SUPPLIED MATERIAL
_ _ _ _

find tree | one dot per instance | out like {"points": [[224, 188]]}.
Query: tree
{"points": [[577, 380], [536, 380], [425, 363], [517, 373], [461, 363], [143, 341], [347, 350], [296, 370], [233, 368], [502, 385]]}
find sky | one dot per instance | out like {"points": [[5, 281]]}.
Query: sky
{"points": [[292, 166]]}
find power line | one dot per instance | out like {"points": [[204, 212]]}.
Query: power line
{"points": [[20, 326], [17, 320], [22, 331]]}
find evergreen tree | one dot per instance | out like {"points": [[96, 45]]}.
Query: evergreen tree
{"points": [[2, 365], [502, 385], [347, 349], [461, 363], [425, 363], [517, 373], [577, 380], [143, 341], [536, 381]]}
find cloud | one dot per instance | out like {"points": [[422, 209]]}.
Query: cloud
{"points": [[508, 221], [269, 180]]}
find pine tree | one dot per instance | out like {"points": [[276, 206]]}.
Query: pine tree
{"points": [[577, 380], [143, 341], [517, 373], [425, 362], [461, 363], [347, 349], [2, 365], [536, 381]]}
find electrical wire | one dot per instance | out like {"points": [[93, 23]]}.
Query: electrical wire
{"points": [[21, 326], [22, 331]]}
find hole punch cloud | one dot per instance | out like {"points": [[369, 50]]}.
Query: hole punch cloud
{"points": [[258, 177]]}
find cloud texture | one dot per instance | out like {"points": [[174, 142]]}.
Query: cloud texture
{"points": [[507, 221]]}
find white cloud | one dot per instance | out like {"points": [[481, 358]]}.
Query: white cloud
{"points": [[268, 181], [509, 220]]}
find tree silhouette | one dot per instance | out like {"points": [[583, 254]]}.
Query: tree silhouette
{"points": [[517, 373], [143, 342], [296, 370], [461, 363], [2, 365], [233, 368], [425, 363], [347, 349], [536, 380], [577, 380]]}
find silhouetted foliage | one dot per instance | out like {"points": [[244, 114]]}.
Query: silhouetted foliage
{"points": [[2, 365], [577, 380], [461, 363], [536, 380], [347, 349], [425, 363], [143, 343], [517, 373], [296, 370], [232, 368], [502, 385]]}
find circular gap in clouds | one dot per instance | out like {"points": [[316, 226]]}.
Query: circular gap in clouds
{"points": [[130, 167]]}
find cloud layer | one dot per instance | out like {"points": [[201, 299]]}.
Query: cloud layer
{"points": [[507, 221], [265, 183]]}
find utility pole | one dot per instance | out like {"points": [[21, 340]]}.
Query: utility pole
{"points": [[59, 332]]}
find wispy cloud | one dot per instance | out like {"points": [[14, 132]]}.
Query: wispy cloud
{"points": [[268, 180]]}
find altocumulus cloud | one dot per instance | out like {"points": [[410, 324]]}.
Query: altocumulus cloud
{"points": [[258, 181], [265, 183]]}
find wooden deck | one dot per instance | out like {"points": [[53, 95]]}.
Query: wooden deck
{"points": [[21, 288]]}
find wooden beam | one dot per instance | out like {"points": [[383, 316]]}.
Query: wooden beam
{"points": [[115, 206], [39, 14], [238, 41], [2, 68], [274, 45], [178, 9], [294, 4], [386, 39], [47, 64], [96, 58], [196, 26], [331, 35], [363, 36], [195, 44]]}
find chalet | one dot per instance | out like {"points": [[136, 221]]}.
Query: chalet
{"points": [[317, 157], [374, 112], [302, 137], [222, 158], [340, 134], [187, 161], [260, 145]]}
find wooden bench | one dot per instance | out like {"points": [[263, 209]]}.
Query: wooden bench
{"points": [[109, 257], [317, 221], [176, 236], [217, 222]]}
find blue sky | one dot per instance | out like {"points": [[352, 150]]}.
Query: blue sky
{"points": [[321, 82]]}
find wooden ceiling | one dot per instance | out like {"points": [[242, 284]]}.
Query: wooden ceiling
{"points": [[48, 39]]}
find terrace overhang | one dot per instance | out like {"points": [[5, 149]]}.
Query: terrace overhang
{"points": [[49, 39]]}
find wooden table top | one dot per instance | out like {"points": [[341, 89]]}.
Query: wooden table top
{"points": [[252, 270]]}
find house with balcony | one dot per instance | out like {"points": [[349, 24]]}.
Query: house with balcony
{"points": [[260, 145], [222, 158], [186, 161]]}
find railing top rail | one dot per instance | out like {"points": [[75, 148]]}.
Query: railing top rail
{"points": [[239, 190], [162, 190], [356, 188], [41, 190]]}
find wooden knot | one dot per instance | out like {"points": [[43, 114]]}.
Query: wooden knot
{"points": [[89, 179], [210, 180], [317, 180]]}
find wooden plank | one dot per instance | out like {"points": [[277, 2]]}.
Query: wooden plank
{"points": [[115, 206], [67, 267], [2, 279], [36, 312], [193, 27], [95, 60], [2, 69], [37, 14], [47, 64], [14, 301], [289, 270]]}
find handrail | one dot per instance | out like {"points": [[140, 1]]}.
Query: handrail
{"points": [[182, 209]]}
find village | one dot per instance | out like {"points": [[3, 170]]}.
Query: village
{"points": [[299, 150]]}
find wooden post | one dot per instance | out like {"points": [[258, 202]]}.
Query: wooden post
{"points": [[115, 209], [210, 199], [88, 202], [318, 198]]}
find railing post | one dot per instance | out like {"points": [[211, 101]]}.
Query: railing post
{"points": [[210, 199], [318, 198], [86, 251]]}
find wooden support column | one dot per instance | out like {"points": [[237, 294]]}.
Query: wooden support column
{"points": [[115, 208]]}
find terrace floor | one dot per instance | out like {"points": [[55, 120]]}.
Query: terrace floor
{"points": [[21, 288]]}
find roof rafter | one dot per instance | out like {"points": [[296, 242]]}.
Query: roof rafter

_ _ _ _

CHALLENGE
Please rewrite the listing above, replacing "one dot per instance" with "one point per object" wherever it occurs and leaving everything else unchanged.

FULL OUTPUT
find tree | one point per object | out like {"points": [[224, 188]]}.
Query: tree
{"points": [[577, 380], [536, 380], [425, 363], [517, 373], [461, 363], [143, 341], [347, 350], [296, 370], [233, 368], [502, 385]]}
find sky | one point per object | out like {"points": [[5, 281]]}.
Query: sky
{"points": [[292, 166]]}
find power line | one point per object | out like {"points": [[204, 212]]}.
Query: power line
{"points": [[20, 326], [17, 320], [22, 331]]}
find evergreen tree | one point per object | out like {"points": [[96, 45]]}.
Query: evergreen tree
{"points": [[2, 365], [502, 385], [347, 349], [461, 363], [425, 363], [517, 373], [577, 380], [143, 341], [536, 381]]}
find cloud | one point per object | out like {"points": [[422, 209]]}.
Query: cloud
{"points": [[508, 221], [269, 180]]}
find pine tree | one point per object | out like {"points": [[276, 206]]}.
Query: pine tree
{"points": [[577, 380], [143, 341], [517, 373], [425, 362], [461, 363], [347, 349], [2, 365], [536, 381]]}
find electrical wire | one point per object | out like {"points": [[93, 23]]}.
Query: electrical wire
{"points": [[21, 326], [22, 331]]}
find hole punch cloud | one point per object | out like {"points": [[369, 50]]}.
Query: hole punch cloud
{"points": [[258, 177]]}
find cloud texture | one point per object | out like {"points": [[174, 142]]}.
Query: cloud texture
{"points": [[507, 221]]}
find white cloud | one point per object | out like {"points": [[481, 358]]}.
Query: white cloud
{"points": [[268, 181], [509, 220]]}
find tree silhouette | one point per object | out like {"points": [[583, 254]]}.
Query: tree silhouette
{"points": [[517, 373], [143, 342], [296, 370], [461, 363], [2, 365], [233, 368], [425, 363], [347, 349], [536, 380], [577, 380]]}
find silhouetted foliage | one point per object | out like {"points": [[244, 114]]}.
Query: silhouetted foliage
{"points": [[2, 365], [577, 380], [461, 363], [536, 380], [347, 349], [425, 363], [143, 343], [517, 373], [296, 370], [232, 368], [502, 385]]}
find circular gap in clouds | one point per object | out like {"points": [[316, 226]]}.
Query: circular gap in clouds
{"points": [[130, 167]]}
find cloud layer | one point per object | out like {"points": [[201, 299]]}.
Query: cloud layer
{"points": [[507, 221], [265, 183]]}
find utility pole | one point per object | out like {"points": [[21, 340]]}.
Query: utility pole
{"points": [[59, 332]]}
find wispy cloud | one point per object | out like {"points": [[14, 132]]}.
Query: wispy cloud
{"points": [[268, 180]]}
find altocumulus cloud | one point per object | out like {"points": [[410, 324]]}.
Query: altocumulus cloud
{"points": [[258, 181], [265, 183]]}
find wooden deck | one point per object | out like {"points": [[53, 95]]}.
Query: wooden deck
{"points": [[21, 288]]}
find wooden beam | one point per object | out like {"points": [[383, 316]]}.
Query: wooden beam
{"points": [[115, 206], [39, 14], [238, 41], [2, 68], [274, 45], [178, 9], [294, 4], [386, 39], [47, 64], [96, 58], [196, 26], [331, 35], [363, 36], [195, 44]]}
find chalet | one point per object | out like {"points": [[136, 221]]}.
Query: chalet
{"points": [[317, 157], [374, 112], [302, 137], [222, 158], [340, 134], [187, 161], [260, 145]]}
find wooden bench | one point per object | out like {"points": [[263, 209]]}.
Query: wooden bench
{"points": [[109, 257], [317, 221], [176, 236], [217, 222]]}
find blue sky | one point per object | out like {"points": [[352, 150]]}.
Query: blue sky
{"points": [[321, 82]]}
find wooden ceiling | one point per object | out like {"points": [[242, 284]]}.
Query: wooden ceiling
{"points": [[48, 39]]}
find terrace overhang | one point per object | out like {"points": [[5, 149]]}.
Query: terrace overhang
{"points": [[49, 39]]}
find wooden table top | one point per object | out like {"points": [[341, 89]]}.
Query: wooden table top
{"points": [[252, 270]]}
find house with balcony | one point per object | out like {"points": [[349, 24]]}.
Query: house with balcony
{"points": [[260, 145], [222, 158], [186, 161]]}
find railing top rail | one point per object | out like {"points": [[75, 148]]}.
Query: railing top rail
{"points": [[239, 190], [162, 190], [356, 188], [41, 190]]}
find wooden knot | one point per object | out like {"points": [[43, 114]]}.
Query: wooden knot
{"points": [[89, 179], [210, 180], [317, 180]]}
find wooden plank | one point per object | out like {"points": [[277, 2]]}.
Query: wooden plank
{"points": [[115, 206], [67, 267], [2, 279], [36, 312], [193, 27], [95, 60], [2, 69], [37, 14], [47, 64], [14, 301], [289, 270]]}
find handrail | one point per object | out like {"points": [[140, 1]]}.
Query: handrail
{"points": [[182, 209]]}
find village | one point per object | out like {"points": [[3, 170]]}.
Query: village
{"points": [[299, 150]]}
find wooden post | one point per object | out like {"points": [[258, 202]]}.
Query: wooden post
{"points": [[115, 209], [210, 199], [88, 202], [318, 198]]}
find railing post | one point per object | out like {"points": [[211, 101]]}.
Query: railing post
{"points": [[210, 199], [318, 198], [86, 251]]}
find wooden support column | one point per object | out like {"points": [[237, 294]]}.
Query: wooden support column
{"points": [[115, 208]]}
find terrace floor | one point per object | out like {"points": [[55, 120]]}.
Query: terrace floor
{"points": [[21, 288]]}
find roof rafter | one point per object | out like {"points": [[296, 242]]}.
Query: roof rafter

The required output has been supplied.